REQUIREMENT: Below are the entries; output exactly the lines from the one containing "of the hiker." through the final line, inclusive.
* begin INFORMATION GIVEN *
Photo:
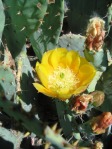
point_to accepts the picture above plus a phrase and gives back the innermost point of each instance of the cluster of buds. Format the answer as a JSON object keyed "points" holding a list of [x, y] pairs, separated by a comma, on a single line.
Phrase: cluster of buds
{"points": [[101, 123], [95, 34], [80, 103]]}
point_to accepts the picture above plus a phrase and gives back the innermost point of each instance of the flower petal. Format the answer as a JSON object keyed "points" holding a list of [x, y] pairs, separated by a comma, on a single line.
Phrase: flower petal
{"points": [[79, 90], [45, 58], [43, 90], [73, 60]]}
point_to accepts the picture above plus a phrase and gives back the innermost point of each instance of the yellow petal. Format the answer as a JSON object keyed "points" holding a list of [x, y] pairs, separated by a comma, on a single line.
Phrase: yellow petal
{"points": [[43, 90], [43, 73], [45, 58], [73, 60], [79, 90], [56, 56]]}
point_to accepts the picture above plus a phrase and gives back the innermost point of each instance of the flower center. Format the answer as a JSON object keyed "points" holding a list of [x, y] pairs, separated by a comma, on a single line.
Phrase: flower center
{"points": [[62, 78]]}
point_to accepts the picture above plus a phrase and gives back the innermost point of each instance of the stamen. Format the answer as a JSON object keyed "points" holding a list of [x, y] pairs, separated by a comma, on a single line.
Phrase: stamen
{"points": [[62, 78]]}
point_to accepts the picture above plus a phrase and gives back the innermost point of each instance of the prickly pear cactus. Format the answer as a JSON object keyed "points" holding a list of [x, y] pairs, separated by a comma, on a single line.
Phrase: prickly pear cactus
{"points": [[7, 83], [64, 99]]}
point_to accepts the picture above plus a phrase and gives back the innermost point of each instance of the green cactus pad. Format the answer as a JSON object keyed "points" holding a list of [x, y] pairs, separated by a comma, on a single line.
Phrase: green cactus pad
{"points": [[26, 15], [72, 42], [2, 19], [105, 84], [47, 37], [7, 82]]}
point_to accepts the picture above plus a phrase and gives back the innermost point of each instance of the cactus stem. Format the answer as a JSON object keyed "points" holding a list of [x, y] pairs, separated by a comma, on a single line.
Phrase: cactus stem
{"points": [[39, 5]]}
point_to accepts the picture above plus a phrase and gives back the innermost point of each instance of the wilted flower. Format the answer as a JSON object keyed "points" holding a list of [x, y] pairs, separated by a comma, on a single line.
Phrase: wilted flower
{"points": [[81, 103], [100, 123], [95, 34], [98, 98], [98, 145], [63, 73]]}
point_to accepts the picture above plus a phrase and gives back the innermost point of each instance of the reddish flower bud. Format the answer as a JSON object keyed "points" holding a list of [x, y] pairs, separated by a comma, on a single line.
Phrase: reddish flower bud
{"points": [[100, 123], [95, 34]]}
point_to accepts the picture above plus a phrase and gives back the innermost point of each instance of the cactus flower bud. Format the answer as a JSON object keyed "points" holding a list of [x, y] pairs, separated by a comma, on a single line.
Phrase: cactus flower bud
{"points": [[81, 103], [95, 34], [98, 98], [98, 145], [101, 123]]}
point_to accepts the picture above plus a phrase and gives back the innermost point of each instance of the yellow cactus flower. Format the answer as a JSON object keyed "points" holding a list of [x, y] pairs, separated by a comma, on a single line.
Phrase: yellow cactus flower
{"points": [[63, 73]]}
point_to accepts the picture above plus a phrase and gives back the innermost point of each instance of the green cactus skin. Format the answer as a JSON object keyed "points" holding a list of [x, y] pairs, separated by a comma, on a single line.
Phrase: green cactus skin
{"points": [[81, 11], [47, 36], [7, 82], [2, 20], [26, 16], [105, 85], [109, 29], [98, 59], [64, 117], [72, 41], [11, 136], [29, 121]]}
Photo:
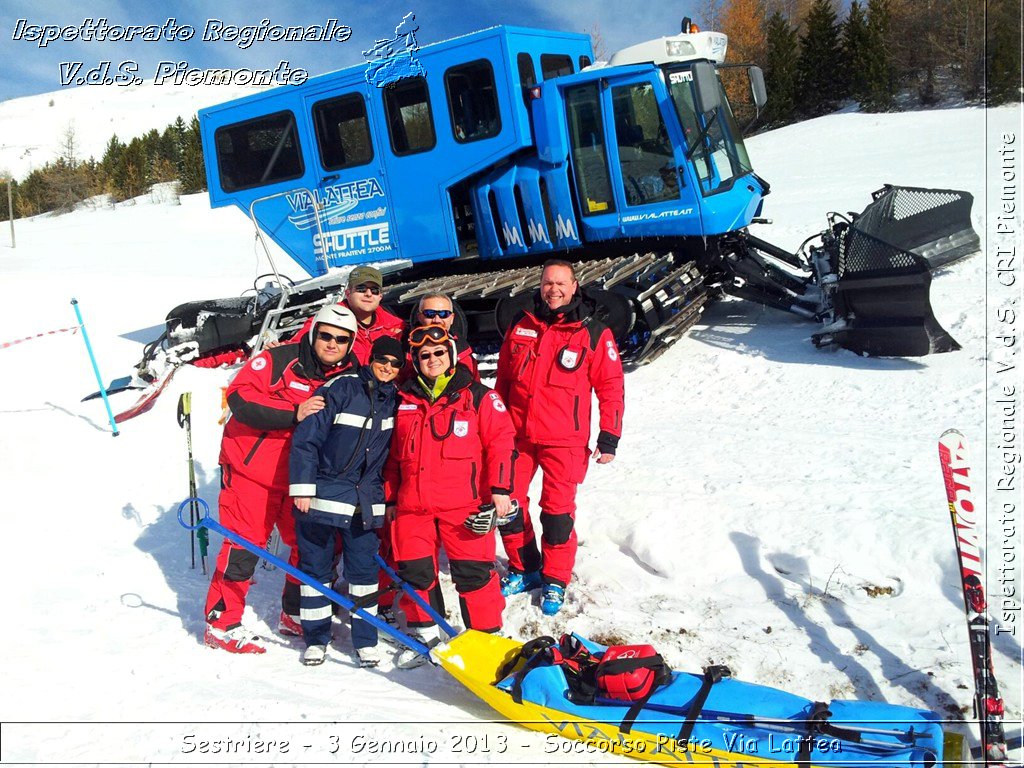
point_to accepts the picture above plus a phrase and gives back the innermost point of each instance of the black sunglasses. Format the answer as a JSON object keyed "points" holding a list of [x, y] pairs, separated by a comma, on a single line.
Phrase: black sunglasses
{"points": [[363, 288], [420, 336], [327, 338], [435, 353]]}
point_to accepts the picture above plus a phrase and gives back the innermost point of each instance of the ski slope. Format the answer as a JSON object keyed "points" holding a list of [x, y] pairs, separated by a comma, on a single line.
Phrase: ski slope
{"points": [[33, 129], [772, 507]]}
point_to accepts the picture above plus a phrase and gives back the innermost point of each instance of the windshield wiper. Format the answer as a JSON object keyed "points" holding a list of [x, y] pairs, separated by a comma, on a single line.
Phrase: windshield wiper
{"points": [[704, 134]]}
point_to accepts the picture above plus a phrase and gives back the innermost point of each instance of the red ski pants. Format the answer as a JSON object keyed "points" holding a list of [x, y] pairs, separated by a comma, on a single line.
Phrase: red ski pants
{"points": [[250, 509], [471, 560], [564, 468]]}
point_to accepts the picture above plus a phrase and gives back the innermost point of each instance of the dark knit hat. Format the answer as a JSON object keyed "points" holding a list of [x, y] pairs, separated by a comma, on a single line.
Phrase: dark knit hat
{"points": [[387, 345], [361, 274]]}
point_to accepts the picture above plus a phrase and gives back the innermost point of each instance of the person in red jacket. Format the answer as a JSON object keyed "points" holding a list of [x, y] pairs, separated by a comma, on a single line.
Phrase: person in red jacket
{"points": [[438, 309], [363, 298], [268, 396], [431, 309], [452, 452], [550, 363]]}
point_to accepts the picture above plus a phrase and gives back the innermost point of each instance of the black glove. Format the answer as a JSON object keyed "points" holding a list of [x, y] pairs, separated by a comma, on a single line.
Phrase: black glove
{"points": [[483, 521]]}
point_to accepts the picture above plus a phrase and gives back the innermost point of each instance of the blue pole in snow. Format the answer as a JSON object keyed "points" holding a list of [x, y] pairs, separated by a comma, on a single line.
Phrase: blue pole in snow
{"points": [[330, 594], [95, 368]]}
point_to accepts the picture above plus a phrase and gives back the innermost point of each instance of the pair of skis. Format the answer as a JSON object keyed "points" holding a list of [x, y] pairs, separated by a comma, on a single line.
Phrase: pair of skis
{"points": [[988, 706]]}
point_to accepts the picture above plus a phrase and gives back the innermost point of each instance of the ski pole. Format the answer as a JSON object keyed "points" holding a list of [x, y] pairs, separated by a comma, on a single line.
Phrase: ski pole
{"points": [[184, 421], [95, 367], [206, 521], [438, 619], [272, 544]]}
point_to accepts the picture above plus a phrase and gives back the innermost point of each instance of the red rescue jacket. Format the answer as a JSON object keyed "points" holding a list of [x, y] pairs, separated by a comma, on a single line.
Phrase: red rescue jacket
{"points": [[264, 397], [452, 455], [548, 369], [383, 324]]}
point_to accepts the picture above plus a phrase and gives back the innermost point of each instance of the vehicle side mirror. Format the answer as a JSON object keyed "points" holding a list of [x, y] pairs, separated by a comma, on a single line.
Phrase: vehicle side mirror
{"points": [[709, 92], [758, 90]]}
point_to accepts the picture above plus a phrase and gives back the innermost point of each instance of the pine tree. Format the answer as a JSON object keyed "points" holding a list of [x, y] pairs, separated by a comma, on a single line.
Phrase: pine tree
{"points": [[856, 53], [193, 171], [780, 71], [820, 61], [1001, 61], [881, 81]]}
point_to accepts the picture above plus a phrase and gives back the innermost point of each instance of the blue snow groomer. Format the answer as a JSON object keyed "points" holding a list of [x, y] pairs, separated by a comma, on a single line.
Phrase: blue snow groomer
{"points": [[463, 165]]}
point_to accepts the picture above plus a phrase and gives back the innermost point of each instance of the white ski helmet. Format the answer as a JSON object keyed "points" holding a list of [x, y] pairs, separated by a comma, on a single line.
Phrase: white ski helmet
{"points": [[334, 314]]}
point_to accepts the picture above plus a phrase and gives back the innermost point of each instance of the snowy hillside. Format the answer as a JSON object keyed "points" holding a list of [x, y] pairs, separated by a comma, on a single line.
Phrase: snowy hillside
{"points": [[772, 507], [33, 128]]}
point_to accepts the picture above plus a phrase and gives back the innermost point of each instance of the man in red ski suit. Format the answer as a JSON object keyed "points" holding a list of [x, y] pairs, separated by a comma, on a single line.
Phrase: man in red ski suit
{"points": [[452, 452], [431, 309], [268, 396], [550, 363], [363, 297]]}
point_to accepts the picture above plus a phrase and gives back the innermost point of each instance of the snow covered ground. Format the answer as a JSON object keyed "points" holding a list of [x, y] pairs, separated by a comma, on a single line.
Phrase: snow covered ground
{"points": [[773, 508], [33, 128]]}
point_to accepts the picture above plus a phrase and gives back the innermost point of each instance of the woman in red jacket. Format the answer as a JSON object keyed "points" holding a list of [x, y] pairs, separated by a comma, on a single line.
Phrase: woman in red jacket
{"points": [[452, 452]]}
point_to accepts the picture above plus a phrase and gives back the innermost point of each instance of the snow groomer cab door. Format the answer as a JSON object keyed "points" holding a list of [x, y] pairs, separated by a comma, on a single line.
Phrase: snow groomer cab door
{"points": [[350, 187], [628, 159]]}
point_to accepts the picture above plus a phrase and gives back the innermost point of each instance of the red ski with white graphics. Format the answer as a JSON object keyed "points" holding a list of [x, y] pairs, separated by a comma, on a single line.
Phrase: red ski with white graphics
{"points": [[988, 707]]}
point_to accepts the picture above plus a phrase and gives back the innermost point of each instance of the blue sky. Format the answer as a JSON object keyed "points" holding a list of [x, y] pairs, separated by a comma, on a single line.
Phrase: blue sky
{"points": [[29, 69]]}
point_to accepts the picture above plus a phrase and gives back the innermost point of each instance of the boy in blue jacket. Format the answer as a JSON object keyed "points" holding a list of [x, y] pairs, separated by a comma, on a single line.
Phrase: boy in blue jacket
{"points": [[335, 470]]}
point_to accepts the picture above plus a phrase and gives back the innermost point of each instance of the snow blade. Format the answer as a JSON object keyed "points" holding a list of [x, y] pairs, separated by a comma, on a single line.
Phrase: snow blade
{"points": [[881, 300], [215, 324], [932, 223], [121, 384]]}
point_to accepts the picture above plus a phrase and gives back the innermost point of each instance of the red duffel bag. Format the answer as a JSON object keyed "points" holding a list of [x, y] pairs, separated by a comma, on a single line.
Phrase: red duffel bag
{"points": [[630, 673]]}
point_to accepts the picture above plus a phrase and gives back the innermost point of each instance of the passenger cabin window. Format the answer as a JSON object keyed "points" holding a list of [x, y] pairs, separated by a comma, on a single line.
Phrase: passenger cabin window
{"points": [[258, 152], [343, 132], [527, 76], [583, 112], [472, 101], [555, 65], [645, 155], [410, 122]]}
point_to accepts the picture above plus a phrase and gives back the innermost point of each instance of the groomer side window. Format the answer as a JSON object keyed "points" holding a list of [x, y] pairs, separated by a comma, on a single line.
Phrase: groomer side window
{"points": [[410, 122], [472, 101], [260, 152]]}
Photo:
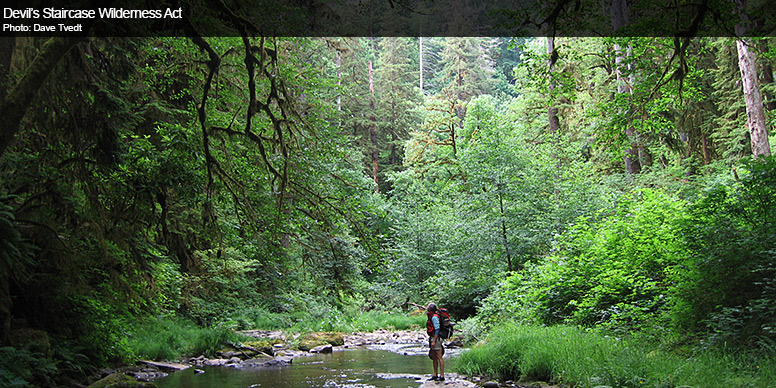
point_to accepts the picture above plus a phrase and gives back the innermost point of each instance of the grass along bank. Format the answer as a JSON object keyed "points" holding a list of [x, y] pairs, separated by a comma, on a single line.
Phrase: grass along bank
{"points": [[171, 338], [573, 357]]}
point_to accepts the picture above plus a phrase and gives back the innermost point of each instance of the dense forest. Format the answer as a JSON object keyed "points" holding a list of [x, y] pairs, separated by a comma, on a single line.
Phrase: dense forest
{"points": [[614, 185]]}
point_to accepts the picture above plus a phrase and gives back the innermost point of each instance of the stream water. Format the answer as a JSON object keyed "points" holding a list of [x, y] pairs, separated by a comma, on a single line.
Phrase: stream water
{"points": [[349, 368]]}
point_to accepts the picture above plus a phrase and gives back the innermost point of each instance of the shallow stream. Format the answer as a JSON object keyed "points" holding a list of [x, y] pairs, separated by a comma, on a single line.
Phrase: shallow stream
{"points": [[379, 367]]}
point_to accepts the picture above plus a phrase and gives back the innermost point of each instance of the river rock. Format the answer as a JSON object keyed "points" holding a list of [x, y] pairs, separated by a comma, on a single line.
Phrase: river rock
{"points": [[165, 366], [121, 380], [264, 363], [215, 362], [322, 349]]}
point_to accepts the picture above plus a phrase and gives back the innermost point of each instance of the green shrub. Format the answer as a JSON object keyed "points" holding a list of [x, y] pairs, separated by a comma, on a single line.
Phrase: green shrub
{"points": [[727, 290], [171, 339], [584, 358]]}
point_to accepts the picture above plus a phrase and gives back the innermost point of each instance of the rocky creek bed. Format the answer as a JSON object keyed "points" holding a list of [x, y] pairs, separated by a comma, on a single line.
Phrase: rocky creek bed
{"points": [[272, 349]]}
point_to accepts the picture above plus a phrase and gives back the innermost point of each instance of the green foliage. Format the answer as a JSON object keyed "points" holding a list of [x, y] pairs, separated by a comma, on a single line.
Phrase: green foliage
{"points": [[174, 339], [25, 368], [728, 286], [571, 356], [613, 270]]}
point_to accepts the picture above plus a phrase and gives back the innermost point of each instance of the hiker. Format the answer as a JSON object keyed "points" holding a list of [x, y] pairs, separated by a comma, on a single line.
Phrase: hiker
{"points": [[436, 350]]}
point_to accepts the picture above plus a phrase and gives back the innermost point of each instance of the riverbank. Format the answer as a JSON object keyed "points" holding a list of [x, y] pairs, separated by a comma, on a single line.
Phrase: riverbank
{"points": [[271, 349]]}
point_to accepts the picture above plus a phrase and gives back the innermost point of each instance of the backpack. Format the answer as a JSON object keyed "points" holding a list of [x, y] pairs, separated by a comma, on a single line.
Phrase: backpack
{"points": [[445, 325]]}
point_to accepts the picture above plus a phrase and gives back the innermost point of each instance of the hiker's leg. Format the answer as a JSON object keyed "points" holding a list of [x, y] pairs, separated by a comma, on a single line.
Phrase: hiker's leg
{"points": [[441, 364]]}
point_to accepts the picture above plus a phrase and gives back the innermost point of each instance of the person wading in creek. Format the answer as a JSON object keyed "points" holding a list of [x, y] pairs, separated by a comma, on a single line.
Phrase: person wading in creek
{"points": [[436, 350]]}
* end INFORMATION GIVEN *
EXERCISE ANSWER:
point_to accepts the picture above plus a phrase and gives back the innermost point of each instance of the hiker. Format the answer as a JSON object keyed "points" holding a list of [x, y] pairs, separated by a comma, on a single line.
Phrase: hiker
{"points": [[436, 350]]}
point_to accepts the picture above plus a phrase and gives back the innermost point of each instance of the riverbank. Format the answer as a JSON object keyed "points" holding a list of [x, y] pairs, separated by a comma, on a single line.
Phrase: riverbank
{"points": [[271, 349]]}
point_to accepts the picture above plus a phrase and gives back the innermost point of each instance of the backpack. Format the answer as a JSON object keyed "points" holding a list of [x, y] pairs, separated by a comma, on a single line.
Phrase: backpack
{"points": [[445, 325]]}
point_to accepts the picture above plus a phrase and gives back the innermost point of each instance of the hiker's leg. Format the answer as a JSON object keyed "points" holding a list of [x, y] pairs, separated by a comma, on a single line.
Phrase: hiker's leg
{"points": [[441, 364]]}
point_to accepts the picture above plus a phrase and gives back the innermost point of each instance of the person wading in creek. Format the answer as a JSON object keyed "points" holding a list of [x, y] pairs, separated by a comma, on a single line.
Phrase: person wading in creek
{"points": [[436, 350]]}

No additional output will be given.